Il y avait aussi la terrible phrase à débiter le plus vite possible : « Trois fûts, six caisses, deux doigts dans le trou du fût, la main entre les caisses. »
Nos pauvres petites têtes blondes n’ont plus l’occasion ni l’utilité de prononcer correctement les P : il ne doit plus y avoir de postillons. Interdit ! Verboten! Il y a le masque, ce nouvel accessoire obligatoire censé protéger de tout en nous priant de garder pour nous nos vilains postillons.
Alors que depuis des mois et des mois, on nous bassine les mêmes « débats », sur les mêmes sujets, avec les mêmes interlocuteurs qui s’écharpent avec de plus en plus de violence, on parle peu ou pratiquement pas de la principale victime collatérale de tous ces balbutiements : la jeunesse. La jeunesse de 3 à 30 ans !
Dans une interview au magazine suisse L'Illustré, Boris Cyrulnik rappelle qu’au carnaval de Venise, ce masquer permettait des débauches sexuelles, puisqu’on ne savait plus qui était qui. Le masque, outre sa fonction de protection indubitable, a une fonction beaucoup plus pernicieuse : celle de la dissimulation. On ne sait plus qui est qui, en effet. À la limite, on ne veut même plus le savoir.

Liste des entrées —
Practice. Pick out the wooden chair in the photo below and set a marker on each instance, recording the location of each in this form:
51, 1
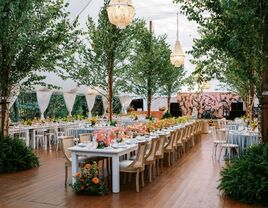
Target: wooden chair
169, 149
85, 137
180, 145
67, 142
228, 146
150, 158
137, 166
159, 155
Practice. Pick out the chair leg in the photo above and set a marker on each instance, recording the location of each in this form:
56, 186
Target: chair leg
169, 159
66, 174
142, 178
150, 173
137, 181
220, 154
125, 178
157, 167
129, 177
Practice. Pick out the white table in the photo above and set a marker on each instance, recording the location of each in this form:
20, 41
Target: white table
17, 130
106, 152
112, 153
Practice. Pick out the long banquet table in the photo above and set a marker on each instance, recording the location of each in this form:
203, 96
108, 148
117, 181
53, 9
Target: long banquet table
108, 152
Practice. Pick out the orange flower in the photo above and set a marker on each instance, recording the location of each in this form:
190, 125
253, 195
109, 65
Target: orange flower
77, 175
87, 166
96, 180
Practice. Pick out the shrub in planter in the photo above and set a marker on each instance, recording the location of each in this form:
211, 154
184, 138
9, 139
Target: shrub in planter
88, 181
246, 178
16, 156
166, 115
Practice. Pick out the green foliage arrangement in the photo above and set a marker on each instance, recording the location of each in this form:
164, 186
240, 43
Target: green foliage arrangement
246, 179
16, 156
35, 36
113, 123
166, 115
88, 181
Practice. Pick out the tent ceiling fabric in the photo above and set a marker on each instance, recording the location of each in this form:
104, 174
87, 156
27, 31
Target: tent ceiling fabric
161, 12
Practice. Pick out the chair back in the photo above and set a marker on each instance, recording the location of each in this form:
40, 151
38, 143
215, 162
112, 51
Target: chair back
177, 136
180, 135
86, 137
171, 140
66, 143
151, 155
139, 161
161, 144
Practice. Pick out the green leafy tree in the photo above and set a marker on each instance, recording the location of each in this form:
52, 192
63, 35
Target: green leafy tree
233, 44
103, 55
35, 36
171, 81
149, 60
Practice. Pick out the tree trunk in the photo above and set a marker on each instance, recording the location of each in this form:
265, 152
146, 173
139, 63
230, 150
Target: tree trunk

Consigne 1 —
Pouvez-vous condenser en liste le paragraphe du texte sur le masque qui commence par « Alors que depuis des mois », en conservant ses faits principaux ?
Consigne 2 —
Pourriez-vous rédiger la suite du texte sur le masque et la jeunesse, en reprenant après sa dernière phrase ?
Les entrées forment un matériau à part, indépendant du texte.

Réponse 1 —
- Depuis des mois, on ressasse les mêmes « débats », sur les mêmes sujets, avec les mêmes interlocuteurs qui s'affrontent de plus en plus violemment.
- On parle peu, voire pas du tout, de la principale victime collatérale de ces balbutiements : la jeunesse, de 3 à 30 ans.

Réponse 2 —
Je vais vous raconter une expérience personnelle que doivent aussi vivre mes « collègues ». Quand j’ai repris mes cours en septembre (une population de jeunes de 18 à 24 ans), nous étions en pleines mesures barrières, personne ne pénétrait dans mon centre de formation sans masque, sans être testé au niveau de la température, sans s’être désinfecté les mains. Très vite, je me suis rendu compte que je ne savais pas « à qui j’avais à faire » puisque je n’avais jamais vu leur visage « pour de vrai en entier ».
Quand est venu le temps du « distanciel », c’est-à-dire des cours en visioconférence, la première chose que j’ai demandée à mes étudiants, c’est de brancher leur caméra et d’enlever leur masque pour que je voie enfin leur visage, puisse les reconnaître, interpréter leurs mimiques, bref, « avoir un contact » !
Mais quel paradoxe : impossible d’échanger « normalement » quand on a les gens en face ou tout près de soi, possibilité de le faire, mais de façon virtuelle, quand on est face à un écran ! De quoi devenir fou et ne plus avoir la moindre conscience du réel… Tous les éducateurs, entraîneurs sportifs, professeurs, formateurs avec qui je discute sont unanimes : de plus en plus « difficile de les tenir » quel que soit leur âge et leur niveau.
Alors l’inévitable réaction, c’est soit la « débauche », d’où ces réunions clandestines pour « faire la fête » et se contaminer allègrement, soit le repli sur soi, la résignation et, donc, la déprime.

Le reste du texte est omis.